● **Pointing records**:
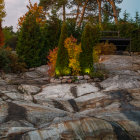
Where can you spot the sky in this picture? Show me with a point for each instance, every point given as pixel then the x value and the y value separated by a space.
pixel 17 8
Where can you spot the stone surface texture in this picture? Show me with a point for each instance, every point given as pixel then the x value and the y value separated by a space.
pixel 33 107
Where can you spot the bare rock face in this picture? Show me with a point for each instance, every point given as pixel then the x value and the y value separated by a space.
pixel 29 89
pixel 33 109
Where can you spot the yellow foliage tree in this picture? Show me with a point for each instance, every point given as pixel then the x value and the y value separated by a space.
pixel 74 51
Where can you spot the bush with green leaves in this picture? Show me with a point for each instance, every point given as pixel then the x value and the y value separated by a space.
pixel 31 47
pixel 9 62
pixel 62 63
pixel 90 37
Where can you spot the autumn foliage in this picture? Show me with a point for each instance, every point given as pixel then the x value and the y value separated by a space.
pixel 74 51
pixel 52 61
pixel 35 10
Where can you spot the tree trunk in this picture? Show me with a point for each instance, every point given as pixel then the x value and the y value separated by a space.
pixel 83 13
pixel 64 12
pixel 100 16
pixel 77 15
pixel 1 35
pixel 114 10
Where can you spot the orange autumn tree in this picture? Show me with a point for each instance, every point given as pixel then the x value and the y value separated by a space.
pixel 37 11
pixel 74 51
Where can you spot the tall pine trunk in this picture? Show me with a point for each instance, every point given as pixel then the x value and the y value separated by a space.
pixel 100 16
pixel 1 35
pixel 114 10
pixel 83 13
pixel 77 14
pixel 64 13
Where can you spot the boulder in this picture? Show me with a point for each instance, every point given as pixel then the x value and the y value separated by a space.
pixel 29 89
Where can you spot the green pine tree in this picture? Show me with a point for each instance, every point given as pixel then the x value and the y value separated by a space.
pixel 31 46
pixel 62 57
pixel 89 39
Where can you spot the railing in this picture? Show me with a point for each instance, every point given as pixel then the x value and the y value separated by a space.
pixel 110 34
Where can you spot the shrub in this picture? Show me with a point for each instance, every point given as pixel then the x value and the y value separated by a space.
pixel 99 71
pixel 62 63
pixel 9 62
pixel 105 48
pixel 73 52
pixel 52 57
pixel 90 37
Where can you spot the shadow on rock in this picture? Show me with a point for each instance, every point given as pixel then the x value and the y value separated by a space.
pixel 15 112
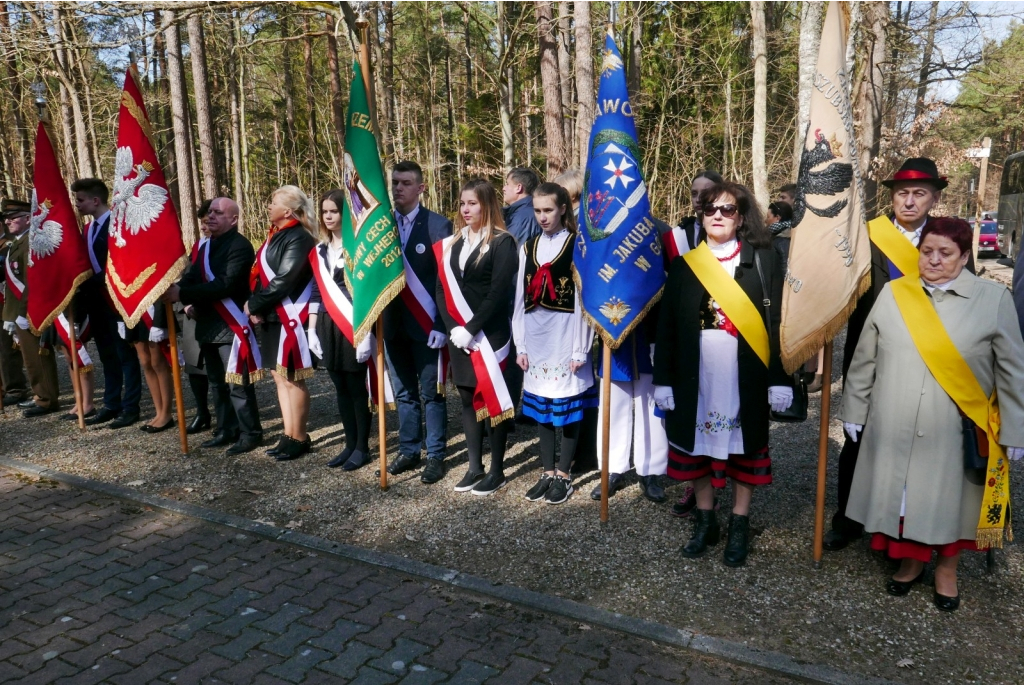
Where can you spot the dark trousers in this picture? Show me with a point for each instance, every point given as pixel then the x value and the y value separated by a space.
pixel 238 413
pixel 847 465
pixel 120 360
pixel 414 377
pixel 11 373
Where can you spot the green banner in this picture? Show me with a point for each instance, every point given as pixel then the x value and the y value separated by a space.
pixel 373 250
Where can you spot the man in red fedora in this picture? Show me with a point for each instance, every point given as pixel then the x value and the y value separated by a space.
pixel 914 189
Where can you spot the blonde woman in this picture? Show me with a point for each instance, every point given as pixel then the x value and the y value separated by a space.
pixel 477 268
pixel 282 283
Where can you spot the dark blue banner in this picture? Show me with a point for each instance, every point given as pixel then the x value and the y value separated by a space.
pixel 617 256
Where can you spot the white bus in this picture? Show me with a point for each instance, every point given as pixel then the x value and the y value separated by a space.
pixel 1011 215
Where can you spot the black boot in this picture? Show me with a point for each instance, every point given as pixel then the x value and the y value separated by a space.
pixel 706 533
pixel 736 546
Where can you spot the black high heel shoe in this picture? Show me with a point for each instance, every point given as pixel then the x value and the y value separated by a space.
pixel 902 588
pixel 199 424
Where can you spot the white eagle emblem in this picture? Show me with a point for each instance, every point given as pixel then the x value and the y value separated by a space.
pixel 44 237
pixel 135 204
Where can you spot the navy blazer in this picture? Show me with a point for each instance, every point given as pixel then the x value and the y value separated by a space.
pixel 428 228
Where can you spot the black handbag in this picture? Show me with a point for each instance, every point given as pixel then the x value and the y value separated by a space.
pixel 798 410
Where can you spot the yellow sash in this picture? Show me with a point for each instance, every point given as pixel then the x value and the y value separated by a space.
pixel 894 245
pixel 955 377
pixel 734 302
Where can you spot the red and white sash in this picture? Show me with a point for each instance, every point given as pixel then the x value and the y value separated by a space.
pixel 491 398
pixel 64 330
pixel 293 348
pixel 675 244
pixel 244 359
pixel 16 287
pixel 421 305
pixel 339 307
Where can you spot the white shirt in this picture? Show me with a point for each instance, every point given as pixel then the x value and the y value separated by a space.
pixel 406 222
pixel 93 230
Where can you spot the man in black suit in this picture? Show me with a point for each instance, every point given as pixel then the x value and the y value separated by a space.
pixel 414 332
pixel 120 361
pixel 230 258
pixel 914 188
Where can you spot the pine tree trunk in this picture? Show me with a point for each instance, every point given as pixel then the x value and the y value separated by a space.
pixel 810 40
pixel 550 83
pixel 337 109
pixel 759 167
pixel 182 131
pixel 204 118
pixel 585 80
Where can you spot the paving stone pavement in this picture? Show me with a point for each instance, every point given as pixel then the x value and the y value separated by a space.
pixel 94 589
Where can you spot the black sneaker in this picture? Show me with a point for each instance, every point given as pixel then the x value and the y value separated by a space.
pixel 468 481
pixel 491 484
pixel 559 491
pixel 537 491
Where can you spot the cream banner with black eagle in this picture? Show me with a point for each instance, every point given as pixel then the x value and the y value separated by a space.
pixel 829 254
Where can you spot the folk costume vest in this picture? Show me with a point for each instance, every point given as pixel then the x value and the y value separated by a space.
pixel 550 286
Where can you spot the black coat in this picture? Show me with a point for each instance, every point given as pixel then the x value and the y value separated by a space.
pixel 338 352
pixel 880 276
pixel 288 255
pixel 488 286
pixel 428 228
pixel 677 353
pixel 231 257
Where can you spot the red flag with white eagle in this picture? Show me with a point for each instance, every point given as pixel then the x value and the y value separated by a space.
pixel 145 252
pixel 58 261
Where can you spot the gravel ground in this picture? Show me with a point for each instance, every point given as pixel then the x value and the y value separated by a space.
pixel 839 614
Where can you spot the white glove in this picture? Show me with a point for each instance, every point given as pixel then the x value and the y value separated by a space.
pixel 436 340
pixel 853 430
pixel 366 348
pixel 461 338
pixel 780 397
pixel 314 345
pixel 665 397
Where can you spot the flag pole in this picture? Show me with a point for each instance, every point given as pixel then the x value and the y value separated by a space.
pixel 605 426
pixel 172 337
pixel 819 504
pixel 76 381
pixel 364 25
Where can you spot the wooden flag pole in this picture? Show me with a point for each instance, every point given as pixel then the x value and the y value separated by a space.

● **What is needed**: Starting at the line that contains "Where can you spot the red flag", print every line through the end of the listing, word for word. Leave out all the rest.

● **Response below**:
Where can you spot the red flag with white eagle in this picture? Show me with a point for each instance, every point given as pixel then the x value and the y value separated by a space.
pixel 145 252
pixel 58 261
Where can you spot the gravel ground in this picture? Show me with a point for each instance, every point given as pixel then the x value and the y value separated by a space.
pixel 839 614
Where can you spot the white glove in this picture? Show me with a point for each instance, every point given as pixel then the x value and the y value separated by a space.
pixel 436 340
pixel 853 430
pixel 366 348
pixel 461 338
pixel 780 397
pixel 314 345
pixel 665 397
Where can you spot the flag pole in this picture? Show me with a point for each instance, every point given as pixel then the x value and the y value separated by a space.
pixel 605 426
pixel 172 337
pixel 819 504
pixel 76 381
pixel 364 25
Where can you spot the wooden flag pole in this picture? Show me with a point for each instance, every point given as pixel then the x value and the y value separated by a space.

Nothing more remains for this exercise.